**REQUIRED ACTION 1**
What share of Minneapolis households rent their homes, according to the rent control article?
**REQUIRED ACTION 2**
Quote the rent control article between "According to additional" and "unit in 2016.", inclusive.

MINNEAPOLIS — On Wednesday night, Minneapolis city council members listened to hours of testimony from almost 150 renters and landlords on the topic of rent control in the city.
At the meeting most renters spoke in favor of capping the maximum rent in the city, saying they'll no longer be able to afford to live there if prices keep rising.
Landlords who oppose rent control said rent control does exactly opposite of what it's intended to do, and actually reduces the amount of available affordable housing.
According to research done by local nonprofit Minnesota Housing Partnership (MHP) and cited by the Council members in a January proposal, rent was rising in Minneapolis at record levels prior to the COVID-19 pandemic, impacting the 51% of households that rent their homes.
According to the website RENTcafe, the average apartment in Minneapolis is 785 square feet, and costs $1,552.
According to additional research cited in the proposal done by the University of Minnesota, there was not a single neighborhood in Minneapolis where a Black household with the median income for Black renters could afford the median-priced rental unit in 2016.
“Simply put, our neighbors are losing their homes because they cannot keep up with the rent,” said Council Member Ellison in a statement released in January, when these measures were first introduced. “This is a housing issue. This is a homelessness issue. And it’s time we clear the path to take serious action to protect our neighbors and stabilize our communities.”
Wednesday night the council committee passed two measures to move the rent control conversation forward. The full city council will vote on the measures Friday.
If they pass, the measures move to on to the charter commission, and face several more steps before potentially ending up on a ballot for voters to decide.

**GIVEN DATA**
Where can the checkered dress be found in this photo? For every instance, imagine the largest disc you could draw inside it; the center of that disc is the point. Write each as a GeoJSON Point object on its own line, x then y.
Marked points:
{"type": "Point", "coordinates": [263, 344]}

**PROBLEM SOLUTION 1**
51%

**PROBLEM SOLUTION 2**
According to additional research cited in the proposal done by the University of Minnesota, there was not a single neighborhood in Minneapolis where a Black household with the median income for Black renters could afford the median-priced rental unit in 2016.